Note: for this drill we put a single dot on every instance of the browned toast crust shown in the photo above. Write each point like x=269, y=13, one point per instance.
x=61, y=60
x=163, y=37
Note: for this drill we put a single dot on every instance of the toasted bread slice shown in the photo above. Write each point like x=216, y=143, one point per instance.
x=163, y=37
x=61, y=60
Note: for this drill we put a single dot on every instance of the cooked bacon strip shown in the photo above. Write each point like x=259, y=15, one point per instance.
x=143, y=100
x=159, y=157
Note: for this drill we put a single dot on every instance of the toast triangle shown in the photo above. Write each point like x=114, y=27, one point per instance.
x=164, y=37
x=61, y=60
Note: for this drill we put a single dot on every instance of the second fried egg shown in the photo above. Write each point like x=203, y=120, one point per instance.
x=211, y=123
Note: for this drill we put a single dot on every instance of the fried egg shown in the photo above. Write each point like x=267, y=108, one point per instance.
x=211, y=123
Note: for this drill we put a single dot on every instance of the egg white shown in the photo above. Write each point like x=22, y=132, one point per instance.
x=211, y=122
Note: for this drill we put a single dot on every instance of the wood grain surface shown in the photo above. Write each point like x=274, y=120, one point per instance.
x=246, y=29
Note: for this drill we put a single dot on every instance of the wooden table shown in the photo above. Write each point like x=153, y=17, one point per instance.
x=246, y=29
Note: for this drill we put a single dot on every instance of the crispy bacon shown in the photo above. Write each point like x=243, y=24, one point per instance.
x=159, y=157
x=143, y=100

§

== Problem statement ==
Write out precisely the lines from the one holding "x=203, y=120, one point per instance." through the end of the material, including both of those ends.

== Exercise response ==
Note: for this drill we put a single dot on every instance of the second fried egg shown in the photo above. Write each point like x=203, y=120, one point per instance.
x=211, y=123
Note: for this drill we put a single dot on every instance of the fried egg shown in the photo above. Write each point like x=267, y=108, one point per instance.
x=211, y=123
Note: for this drill we put a single dot on every instance of the egg white shown in the photo above. Write each point like x=22, y=132, one point per instance.
x=211, y=122
Note: for this drill we put a single dot on every instance of the wood grain surface shown in the photo above. Write each point like x=274, y=120, one point per instance.
x=246, y=29
Note: for this drill we put a single dot on every instance of the wooden table shown in the photo above. Write each point like x=153, y=17, one point per instance.
x=246, y=29
Note: for this drill we put a single dot on every instance of the crispy bacon shown in the photo above. Write each point like x=243, y=24, one point per instance.
x=159, y=157
x=143, y=100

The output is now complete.